-- begin Provided material --

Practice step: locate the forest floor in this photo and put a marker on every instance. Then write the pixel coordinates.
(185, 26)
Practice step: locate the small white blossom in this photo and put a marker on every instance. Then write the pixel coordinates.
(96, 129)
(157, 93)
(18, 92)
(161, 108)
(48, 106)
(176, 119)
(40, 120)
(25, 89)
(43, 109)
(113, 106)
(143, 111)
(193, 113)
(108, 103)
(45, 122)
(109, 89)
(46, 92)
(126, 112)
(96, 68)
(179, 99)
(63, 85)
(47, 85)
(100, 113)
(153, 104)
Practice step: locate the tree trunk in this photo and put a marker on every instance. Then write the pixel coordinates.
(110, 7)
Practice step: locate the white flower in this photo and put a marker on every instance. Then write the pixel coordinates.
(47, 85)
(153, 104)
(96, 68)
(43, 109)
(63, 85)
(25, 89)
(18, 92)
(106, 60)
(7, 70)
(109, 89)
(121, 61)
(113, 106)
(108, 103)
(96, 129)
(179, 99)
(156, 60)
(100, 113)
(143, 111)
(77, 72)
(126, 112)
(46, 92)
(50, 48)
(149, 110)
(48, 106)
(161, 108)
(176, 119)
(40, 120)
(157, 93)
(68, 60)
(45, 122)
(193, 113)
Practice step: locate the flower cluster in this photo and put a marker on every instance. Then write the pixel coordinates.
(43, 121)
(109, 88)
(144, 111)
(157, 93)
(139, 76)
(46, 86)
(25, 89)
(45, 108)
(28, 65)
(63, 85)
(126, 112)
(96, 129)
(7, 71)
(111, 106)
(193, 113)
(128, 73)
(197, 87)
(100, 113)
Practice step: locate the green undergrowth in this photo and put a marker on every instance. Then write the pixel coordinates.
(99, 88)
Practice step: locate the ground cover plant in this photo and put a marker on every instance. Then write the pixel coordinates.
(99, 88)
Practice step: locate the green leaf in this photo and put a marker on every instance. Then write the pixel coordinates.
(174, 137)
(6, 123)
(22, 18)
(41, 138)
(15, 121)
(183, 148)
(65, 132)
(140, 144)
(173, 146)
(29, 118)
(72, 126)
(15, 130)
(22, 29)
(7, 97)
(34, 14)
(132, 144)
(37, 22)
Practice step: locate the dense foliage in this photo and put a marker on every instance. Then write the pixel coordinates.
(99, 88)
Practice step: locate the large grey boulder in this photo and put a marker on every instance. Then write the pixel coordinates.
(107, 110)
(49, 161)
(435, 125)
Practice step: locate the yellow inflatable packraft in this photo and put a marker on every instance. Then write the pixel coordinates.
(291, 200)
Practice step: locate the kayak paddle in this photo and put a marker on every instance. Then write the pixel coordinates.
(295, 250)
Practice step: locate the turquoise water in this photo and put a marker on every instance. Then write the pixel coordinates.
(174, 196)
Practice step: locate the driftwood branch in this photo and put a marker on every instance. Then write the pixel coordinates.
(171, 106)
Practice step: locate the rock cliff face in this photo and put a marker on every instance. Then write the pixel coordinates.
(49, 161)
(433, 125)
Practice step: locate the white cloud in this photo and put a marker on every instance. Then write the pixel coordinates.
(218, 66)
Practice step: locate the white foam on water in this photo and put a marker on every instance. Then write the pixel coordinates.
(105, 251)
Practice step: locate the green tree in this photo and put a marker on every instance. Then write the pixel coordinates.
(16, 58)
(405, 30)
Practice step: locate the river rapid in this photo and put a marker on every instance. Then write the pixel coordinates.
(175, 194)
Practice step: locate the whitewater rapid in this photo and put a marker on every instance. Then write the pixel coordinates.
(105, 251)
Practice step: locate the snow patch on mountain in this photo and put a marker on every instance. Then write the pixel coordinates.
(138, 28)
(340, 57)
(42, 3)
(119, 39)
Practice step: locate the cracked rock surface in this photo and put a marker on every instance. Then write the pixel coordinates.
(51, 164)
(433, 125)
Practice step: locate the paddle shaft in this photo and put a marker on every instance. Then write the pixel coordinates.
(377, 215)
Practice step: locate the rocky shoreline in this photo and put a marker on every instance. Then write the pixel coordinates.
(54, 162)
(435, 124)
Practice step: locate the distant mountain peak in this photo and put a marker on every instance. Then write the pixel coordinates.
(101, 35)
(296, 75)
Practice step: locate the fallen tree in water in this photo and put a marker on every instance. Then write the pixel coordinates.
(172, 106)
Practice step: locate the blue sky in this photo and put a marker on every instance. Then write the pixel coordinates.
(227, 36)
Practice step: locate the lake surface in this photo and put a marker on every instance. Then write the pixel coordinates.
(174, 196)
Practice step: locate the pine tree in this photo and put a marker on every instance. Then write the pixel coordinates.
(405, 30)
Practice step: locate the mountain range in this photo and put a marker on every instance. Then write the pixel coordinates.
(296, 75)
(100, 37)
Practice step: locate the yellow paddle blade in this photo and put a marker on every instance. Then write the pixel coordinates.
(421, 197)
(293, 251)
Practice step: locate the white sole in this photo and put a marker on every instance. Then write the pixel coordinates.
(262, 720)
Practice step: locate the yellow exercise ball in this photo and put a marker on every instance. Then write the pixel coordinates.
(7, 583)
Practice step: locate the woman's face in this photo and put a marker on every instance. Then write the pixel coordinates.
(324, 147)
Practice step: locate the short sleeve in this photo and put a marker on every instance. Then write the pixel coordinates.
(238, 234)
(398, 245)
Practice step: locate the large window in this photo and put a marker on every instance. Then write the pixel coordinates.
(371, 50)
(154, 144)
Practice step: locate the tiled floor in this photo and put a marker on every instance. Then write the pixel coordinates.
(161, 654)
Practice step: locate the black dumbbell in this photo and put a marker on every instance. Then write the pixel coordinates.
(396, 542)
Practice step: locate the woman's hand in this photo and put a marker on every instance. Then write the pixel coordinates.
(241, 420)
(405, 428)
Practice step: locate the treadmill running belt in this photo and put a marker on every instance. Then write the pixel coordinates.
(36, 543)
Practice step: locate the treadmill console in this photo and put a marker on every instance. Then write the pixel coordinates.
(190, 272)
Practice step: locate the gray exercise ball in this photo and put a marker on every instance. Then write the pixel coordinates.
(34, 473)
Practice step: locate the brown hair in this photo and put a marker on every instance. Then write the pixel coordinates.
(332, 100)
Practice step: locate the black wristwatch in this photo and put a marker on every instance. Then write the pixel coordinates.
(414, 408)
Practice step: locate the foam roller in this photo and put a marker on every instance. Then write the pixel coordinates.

-- end Provided material --

Given request:
Give back, exactly as written, the lines from the one with "Practice step: locate the white sole" to the last line.

Solved exercise:
Practice step: locate the white sole in this photo and put a marker on every instance. Then write the pixel coordinates.
(262, 720)
Practice step: locate the yellow exercise ball in this photo and put a marker on every instance. Then write the pixel coordinates.
(7, 583)
Practice step: locate the woman's face in this photo and put a marker on every instance. Then write the pixel coordinates.
(324, 147)
Practice step: locate the short sleeve in this photo and put a marker on every instance. Then write the pixel coordinates.
(238, 234)
(398, 245)
Practice step: locate the large window in this photo and put a marker on every instance. Then write the pixel coordinates.
(371, 50)
(154, 144)
Practice step: locate the tiled floor in this photo and put a marker on every instance. Then write the pixel coordinates.
(161, 654)
Practice step: locate the black dumbbell in this photo and put a marker on every instance. Then write the pixel coordinates.
(396, 542)
Practice step: locate the woman's hand in this photo and put a marker on every instance. Then write the pixel coordinates.
(241, 420)
(405, 428)
Practice step: locate the treadmill running belt in this photo and put a marker on every instance. Then write the pixel coordinates.
(36, 543)
Practice step: locate the treadmill console in this photo and put a marker on every instance. Then write the pixel coordinates.
(190, 272)
Practice step: locate the gray exercise ball in this photo and put a marker on every instance. Then write the pixel coordinates.
(34, 473)
Practice step: locate the brown hair in this photo and put a marker on every instance. Then write the pixel coordinates.
(332, 100)
Practice step: locate the black wristwatch in this photo and put a marker on every instance. Then write the pixel coordinates.
(414, 408)
Practice step: locate the foam roller in this photo and put a marker on every instance. Then write the pixel coordinates.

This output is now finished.